▸ **WORK INSTRUCTIONS**
Please count how many lines in the items below contain the string "reflection", treating uppercase and lowercase as different. Reply with that number only.
..............................
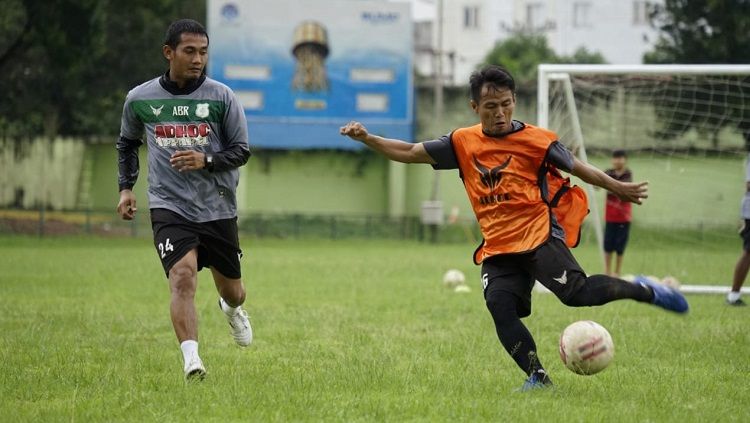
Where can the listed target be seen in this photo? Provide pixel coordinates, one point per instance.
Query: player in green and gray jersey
(196, 134)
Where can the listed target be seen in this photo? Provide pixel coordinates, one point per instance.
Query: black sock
(602, 289)
(514, 336)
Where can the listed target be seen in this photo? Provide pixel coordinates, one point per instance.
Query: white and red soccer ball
(586, 347)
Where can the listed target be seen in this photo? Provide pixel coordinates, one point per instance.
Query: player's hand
(184, 160)
(126, 207)
(355, 131)
(634, 192)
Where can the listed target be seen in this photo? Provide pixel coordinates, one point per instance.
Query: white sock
(189, 349)
(733, 296)
(227, 309)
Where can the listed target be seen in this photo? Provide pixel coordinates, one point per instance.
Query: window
(534, 16)
(370, 102)
(642, 12)
(581, 14)
(471, 17)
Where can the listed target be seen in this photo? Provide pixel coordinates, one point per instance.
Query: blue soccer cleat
(537, 380)
(664, 296)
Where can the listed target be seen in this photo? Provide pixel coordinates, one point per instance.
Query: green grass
(348, 331)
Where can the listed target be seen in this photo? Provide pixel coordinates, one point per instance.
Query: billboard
(301, 69)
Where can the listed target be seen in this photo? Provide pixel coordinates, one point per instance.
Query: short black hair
(492, 74)
(182, 26)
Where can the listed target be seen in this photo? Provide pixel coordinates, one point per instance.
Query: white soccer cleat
(239, 323)
(194, 369)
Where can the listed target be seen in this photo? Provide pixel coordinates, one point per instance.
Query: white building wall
(616, 28)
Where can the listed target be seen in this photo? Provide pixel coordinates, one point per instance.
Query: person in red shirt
(617, 215)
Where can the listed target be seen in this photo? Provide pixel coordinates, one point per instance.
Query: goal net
(685, 128)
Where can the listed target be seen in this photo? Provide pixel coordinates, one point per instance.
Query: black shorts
(616, 237)
(217, 242)
(745, 234)
(552, 264)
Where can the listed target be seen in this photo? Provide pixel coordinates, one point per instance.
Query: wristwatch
(209, 162)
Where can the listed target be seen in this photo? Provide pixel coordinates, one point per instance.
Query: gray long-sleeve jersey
(205, 117)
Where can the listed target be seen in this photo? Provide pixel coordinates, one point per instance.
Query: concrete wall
(40, 171)
(315, 182)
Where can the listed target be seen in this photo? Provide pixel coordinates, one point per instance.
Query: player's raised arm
(128, 166)
(634, 192)
(396, 150)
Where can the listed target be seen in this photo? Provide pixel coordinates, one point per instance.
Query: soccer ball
(453, 277)
(586, 347)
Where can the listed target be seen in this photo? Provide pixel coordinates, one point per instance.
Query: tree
(523, 51)
(520, 54)
(702, 31)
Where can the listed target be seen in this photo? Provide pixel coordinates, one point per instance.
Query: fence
(48, 223)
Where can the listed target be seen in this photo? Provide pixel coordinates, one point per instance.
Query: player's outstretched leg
(555, 267)
(516, 338)
(232, 296)
(183, 281)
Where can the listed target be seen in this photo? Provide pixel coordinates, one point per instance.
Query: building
(619, 29)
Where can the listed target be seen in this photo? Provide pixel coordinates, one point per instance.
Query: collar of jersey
(516, 125)
(173, 89)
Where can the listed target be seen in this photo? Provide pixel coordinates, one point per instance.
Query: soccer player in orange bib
(528, 213)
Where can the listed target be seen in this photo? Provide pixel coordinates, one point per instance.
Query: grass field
(349, 331)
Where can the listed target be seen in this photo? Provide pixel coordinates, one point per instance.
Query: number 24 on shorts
(165, 247)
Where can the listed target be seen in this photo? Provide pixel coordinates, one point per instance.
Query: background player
(499, 161)
(743, 264)
(196, 134)
(617, 216)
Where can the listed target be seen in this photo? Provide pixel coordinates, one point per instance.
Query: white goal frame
(557, 72)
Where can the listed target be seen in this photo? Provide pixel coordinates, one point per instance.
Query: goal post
(688, 127)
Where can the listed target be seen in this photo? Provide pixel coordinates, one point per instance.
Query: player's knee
(182, 280)
(502, 307)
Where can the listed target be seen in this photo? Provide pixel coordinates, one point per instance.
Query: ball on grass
(453, 277)
(586, 347)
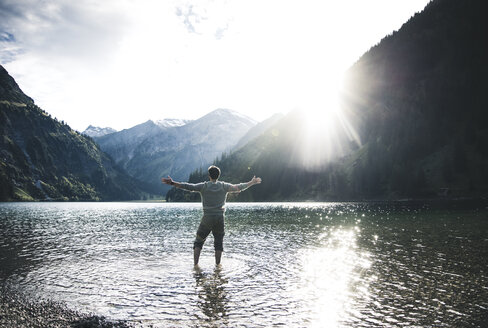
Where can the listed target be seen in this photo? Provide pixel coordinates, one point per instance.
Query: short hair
(214, 172)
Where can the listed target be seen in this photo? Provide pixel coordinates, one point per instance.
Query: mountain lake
(398, 264)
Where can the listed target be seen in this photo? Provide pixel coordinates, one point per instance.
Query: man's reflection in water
(212, 296)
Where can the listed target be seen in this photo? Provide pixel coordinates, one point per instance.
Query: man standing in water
(214, 195)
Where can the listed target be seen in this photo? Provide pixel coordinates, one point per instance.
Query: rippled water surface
(289, 264)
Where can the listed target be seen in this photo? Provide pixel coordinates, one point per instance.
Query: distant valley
(174, 147)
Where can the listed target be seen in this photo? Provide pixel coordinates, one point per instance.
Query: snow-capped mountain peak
(95, 131)
(171, 122)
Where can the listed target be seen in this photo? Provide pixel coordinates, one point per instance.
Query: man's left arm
(243, 186)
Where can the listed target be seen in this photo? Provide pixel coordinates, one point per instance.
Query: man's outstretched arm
(182, 185)
(243, 186)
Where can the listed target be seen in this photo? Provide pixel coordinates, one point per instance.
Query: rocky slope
(44, 159)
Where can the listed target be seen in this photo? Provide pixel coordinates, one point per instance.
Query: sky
(118, 63)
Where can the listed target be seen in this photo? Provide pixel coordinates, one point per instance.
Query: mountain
(152, 150)
(417, 104)
(44, 159)
(258, 130)
(94, 131)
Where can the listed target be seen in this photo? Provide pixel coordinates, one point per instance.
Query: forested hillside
(44, 159)
(418, 103)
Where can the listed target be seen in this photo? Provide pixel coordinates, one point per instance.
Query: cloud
(205, 18)
(58, 30)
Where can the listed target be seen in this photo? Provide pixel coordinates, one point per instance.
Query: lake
(284, 264)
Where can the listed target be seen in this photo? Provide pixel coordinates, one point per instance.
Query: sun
(328, 131)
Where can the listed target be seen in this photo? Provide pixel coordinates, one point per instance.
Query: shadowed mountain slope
(43, 159)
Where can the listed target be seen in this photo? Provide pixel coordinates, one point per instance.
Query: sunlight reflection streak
(332, 278)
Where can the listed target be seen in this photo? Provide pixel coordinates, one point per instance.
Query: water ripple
(285, 264)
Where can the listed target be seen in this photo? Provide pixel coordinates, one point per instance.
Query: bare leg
(196, 255)
(218, 256)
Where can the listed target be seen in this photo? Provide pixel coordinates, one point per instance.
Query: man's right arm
(182, 185)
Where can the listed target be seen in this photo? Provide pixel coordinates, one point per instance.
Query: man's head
(213, 172)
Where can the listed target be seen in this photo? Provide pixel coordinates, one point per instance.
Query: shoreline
(16, 310)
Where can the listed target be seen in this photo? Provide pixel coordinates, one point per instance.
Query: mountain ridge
(44, 159)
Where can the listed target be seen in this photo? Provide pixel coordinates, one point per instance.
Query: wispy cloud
(53, 30)
(209, 18)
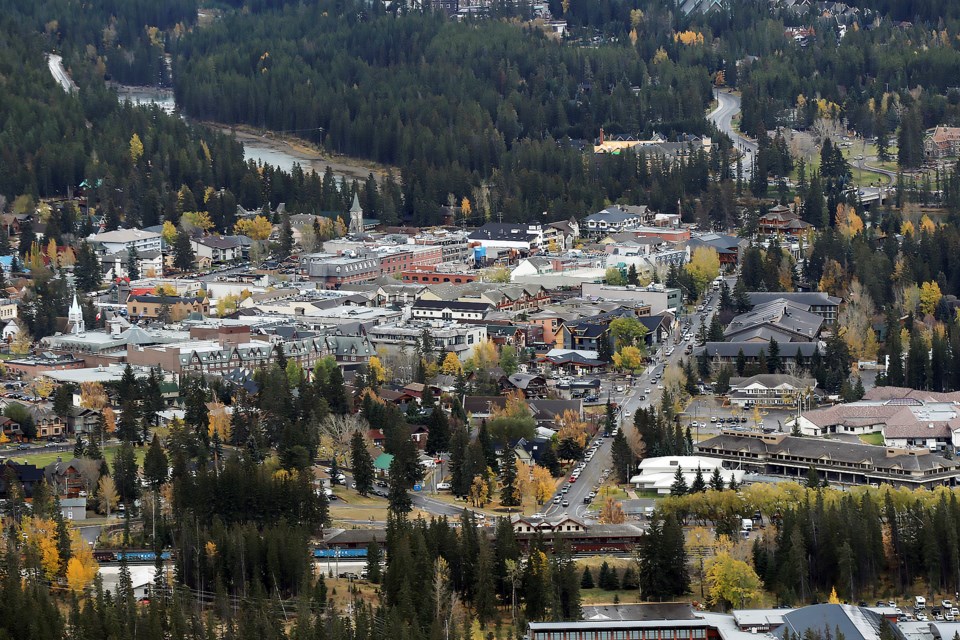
..............................
▸ **EXERCISE OUTPUT**
2